(Extracted records)

--- BEGIN ---

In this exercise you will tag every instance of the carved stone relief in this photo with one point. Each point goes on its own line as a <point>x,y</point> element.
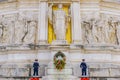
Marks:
<point>101,30</point>
<point>19,28</point>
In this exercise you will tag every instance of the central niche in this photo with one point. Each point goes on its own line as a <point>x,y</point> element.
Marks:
<point>59,60</point>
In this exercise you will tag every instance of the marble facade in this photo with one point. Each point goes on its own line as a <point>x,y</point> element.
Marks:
<point>95,35</point>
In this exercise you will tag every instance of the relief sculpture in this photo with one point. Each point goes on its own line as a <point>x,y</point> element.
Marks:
<point>103,30</point>
<point>17,29</point>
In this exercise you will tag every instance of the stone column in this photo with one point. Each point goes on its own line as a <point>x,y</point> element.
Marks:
<point>42,23</point>
<point>76,23</point>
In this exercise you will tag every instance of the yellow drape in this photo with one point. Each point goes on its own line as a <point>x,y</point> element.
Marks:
<point>51,34</point>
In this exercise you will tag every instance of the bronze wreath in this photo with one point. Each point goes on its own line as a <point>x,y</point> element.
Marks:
<point>59,63</point>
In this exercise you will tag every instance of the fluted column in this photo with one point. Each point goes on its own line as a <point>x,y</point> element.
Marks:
<point>76,23</point>
<point>42,23</point>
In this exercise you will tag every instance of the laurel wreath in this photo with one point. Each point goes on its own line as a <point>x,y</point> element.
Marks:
<point>59,63</point>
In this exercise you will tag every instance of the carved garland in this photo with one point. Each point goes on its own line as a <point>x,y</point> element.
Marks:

--- END ---

**Aim:** Recast every line of the extracted records above as a numbered list, leaving out blank lines and the pictures.

**Answer in full:**
1. In this exercise you will tag every instance of the carved stone relief in this photo with one point. Each point goes on its own line as a <point>x,y</point> element.
2. Marks:
3. <point>101,30</point>
4. <point>19,28</point>
5. In this exercise you will tag every instance of the central niche in this photo with one point. Each point goes on its own line as a <point>x,y</point> element.
6. Marks:
7. <point>59,60</point>
8. In this exercise you will tag every instance of the marble facade in this photo with one point. Each point goes on its own line as a <point>x,y</point> element.
9. Marks:
10. <point>95,35</point>
11. In this exercise you will tag every instance of the relief sculpture in this photo with one point. Each point goes on its own line as a <point>x,y</point> element.
12. Marks:
13. <point>103,30</point>
14. <point>17,29</point>
15. In this exercise you will tag every instance of the stone column in this photo with one point. Each point goes on its own line as a <point>x,y</point> element.
16. Marks:
17. <point>42,23</point>
18. <point>76,23</point>
19. In this exercise you will tag every instance of the yellow drape in this photo with one point. Each point goes on its own line as a <point>x,y</point> element.
20. Marks:
21. <point>51,34</point>
22. In this exercise you will tag every instance of the bronze wreath in this photo with one point. Each point goes on its own line as a <point>x,y</point> element.
23. Marks:
24. <point>59,63</point>
25. In this exercise you will tag every instance of the fluted column in this photo with one point. Each point goes on its own line as a <point>x,y</point> element.
26. Marks:
27. <point>76,23</point>
28. <point>42,23</point>
29. In this exercise you will tag every instance of the laurel wreath in this photo with one point. Each point goes on its own line as a <point>x,y</point> element.
30. Marks:
31. <point>59,63</point>
32. In this exercise you will tag every instance of the carved garland in this photo with one point. Each point goes on its own line as a <point>x,y</point> element.
33. Marks:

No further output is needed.